SOURCE EXTRACT:
++++++
The motivation for this pass is that there are some cases where shuffles can get inserted around matrix multiplications and element wise ops which break various fusions inside of TensorRT.

The process is as follows:

"canonicalize" the network into simpler ops
- shuffle(x) -> reshape(transpose(reshape(x)))
- matrix_multiply(x, y) -> einsum("ij,jk->ik", x, y)
- expand_rank(x) -> reshape(x)
- collapse_rank(x) -> reshape(x)
Push down reshape and transpose ops as much as possible. Merging and eliminating when possible
- einsum(transpose(x), ...) -> einsum(x, ...) Merge transpose into einsum
- einsum(...) -> transpose(einsum(...)) Pull transpose out of einsum (to try to match matrix multiply pattern)
- einsum(reshape(x), y, ...) -> transpose(reshape(einsum(x, reshape(transpose(y)), ...)) Push reshape down. Possibly add reshape and transposes to other inputs as needed. Conditioned on heuristic checking if "better"
- EXISTING unary(transpose(x)) -> transpose(unary(x))
- EXISTING activation(transpose(x)) -> transpose(activation(x))
- EXSITING identity_op(transpose(x)) -> transpose(identity_op(x))
- activation(reshape(x)) -> reshape(activation(x))
- unary(reshape(x)) -> reshape(unary(x))
- identity_op(reshape(x)) -> reshape(identity_op(x))
- reshape(transpose(x)) -> transpose(reshape(x)) if possible put reshape before transpose
- qdq(transpose(x)) -> transpose(qdq(x)) if the scale is 0-dim
- qdq(reshape(x)) -> reshape(qdq(x)) if the scale is 0-dim
- EXISTING reshape(reshape(x)) -> reshape(x)
- EXISTING transpose(transpose(x)) -> transpose(x)
- EXISTING reshape(x) -> x if reshape is identity
- EXISTING transpose(x) -> x if transpose is identity
- elementwise(reshape(a), b) -> reshape(elementwise(a, reshape(b))) conditioned on heuristic
- EXISTING elementwise(transpose(a), b) -> transpose(elementwise(a, transpose(b)))
Push up reshape and transpose ops as much as possible. Merging and eliminating when possible
- transpose(einsum(...)) -> einsum(...). Merge transpose into einsum
- einsum(...) -> einsum(transpose(x), ...). Pull transposes out of einsum (to try to match matrix multiply pattern)
- reshape(einsum(...)) -> einsum(reshape(transpose(x)), ...) Push reshapes up through einsum. Adding transposes as needed
- EXISTING transpose(activation(x)) -> activation(transpose(x))
- EXISTING transpose(unary(x)) -> unary(transpose(x))
- EXISTING transpose(identity_op(x)) -> identity_op(transpose(x))
- reshape(activation(x)) -> activation(reshape(x))
- reshape(unary(x)) -> unary(reshape(x))
- reshape(identity_op(x)) -> identity_op(reshape(x))
- EXISTING reshape(reshape(x)) -> reshape(x)
- EXISTING transpose(transpose(x)) -> transpose(x)
++++++
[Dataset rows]

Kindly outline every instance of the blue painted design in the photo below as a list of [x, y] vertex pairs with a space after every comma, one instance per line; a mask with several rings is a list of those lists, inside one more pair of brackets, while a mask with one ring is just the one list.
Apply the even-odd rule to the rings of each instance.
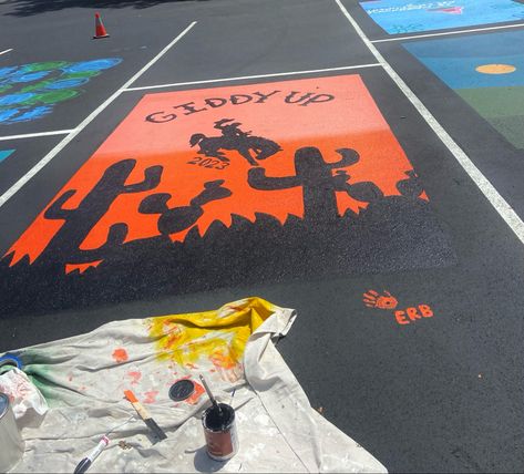
[[38, 81], [40, 79], [45, 78], [51, 71], [38, 71], [38, 72], [29, 72], [27, 74], [21, 75], [14, 75], [11, 79], [11, 82], [18, 83], [18, 82], [32, 82], [32, 81]]
[[0, 150], [0, 163], [3, 162], [14, 150]]
[[[524, 85], [524, 31], [475, 34], [403, 43], [403, 47], [452, 89]], [[511, 74], [480, 74], [483, 64], [510, 64]]]
[[376, 0], [360, 2], [388, 33], [444, 30], [517, 21], [524, 4], [514, 0]]
[[403, 47], [515, 148], [524, 150], [523, 43], [521, 30], [417, 41]]
[[68, 73], [86, 72], [86, 71], [103, 71], [105, 69], [113, 68], [116, 64], [120, 64], [122, 60], [120, 58], [106, 58], [102, 60], [79, 62], [68, 68], [63, 68], [62, 70]]
[[[56, 103], [79, 95], [82, 92], [79, 87], [91, 78], [121, 62], [120, 58], [105, 58], [75, 63], [54, 61], [1, 68], [0, 125], [29, 122], [48, 115]], [[71, 76], [73, 74], [76, 76]]]
[[18, 109], [4, 109], [0, 110], [0, 123], [8, 122], [11, 117], [17, 115], [19, 112]]
[[39, 105], [37, 107], [22, 107], [18, 110], [21, 115], [13, 116], [9, 120], [10, 123], [30, 122], [34, 118], [42, 118], [53, 111], [52, 105]]
[[16, 71], [18, 68], [0, 68], [0, 79], [7, 78], [9, 74], [11, 74], [13, 71]]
++++++
Resume the notes on the TensorRT pass for moving reshape and transpose ops, starting right after their final line. The data is not needed for this.

- EXISTING reshape(x) -> x if reshape is identity
- EXISTING transpose(x) -> x if transpose is identity
- transpose(reshape(x)) -> reshape(transpose(x)) if possible put transpose before reshape
- transpose(qdq(x)) -> qdq(transpose(x)) if the scale is 0-dim
- reshape(qdq(x)) -> qdq(reshape(x)) if the scale is 0-dim
- reshape(elementwise(a, b)) -> elementwise(reshape(a), reshape(b))
- EXISTING transpose(elementwise(a, b)) -> elementwise(transpose(a), transpose(b))
Convert back to matrix multiplication form to assist with TRT's pattern matching
- einsum(x, y) -> matrix_multiply(x, y) if einsum matches a matrix multiply pattern
- matrix_multiply(transpose(x), y) -> matrix_multiply(x, y) merge transpose if possible
Final clean ups, additional merging of transpose/reshapes into leftover einsums
- einsum(x, y) -> matrix_multiply(x, y) if einsum matches a matrix multiply pattern
- matrix_multiply(transpose(x), y) -> matrix_multiply(x, y) merge transpose if possible
- transpose(einsum(...)) -> einsum(...)
- einsum(tranpose(x), ...) -> einsum(...)
- einsum(collapse_rank(x), ...) -> einsum(...)
- expand_rank(einsum(...)) -> einsum(...)

NOTE: The overarching goal of this PR is to improve the pattern matching inside of TensorRT (and therefore the quality of kernel's that TensorRT can generate, and fusion that TensorRT will generate). I have some empirical evidence that the mlir that is generated seems to be be an improvement, however I am still not 100% sure what is the best way to generate mlir in some of these edge cases when it comes to getting the fastest model out of TensorRT.

matthewfl · 2025-08-01T20:19:21Z

@christopherbate @shelkesagar29 This is the big PR to eliminate shuffles from the program. Ideally, this should include deleting the ReshapeElimination and TransposeElimination and replacing them with the new pass (including updating their lit tests when necessary to match the new pattern). Not sure what strategy you would like to take to get this merged upstream.

christopherbate · 2025-08-02T02:27:16Z

If the pass can subsume the existing two passes, that's fine. I'd say keep the existing test files in-place and just update the RUN command and FileCheck directives -- this way we can see what changed with respect to tests. A follow on commit can merge the test files if required.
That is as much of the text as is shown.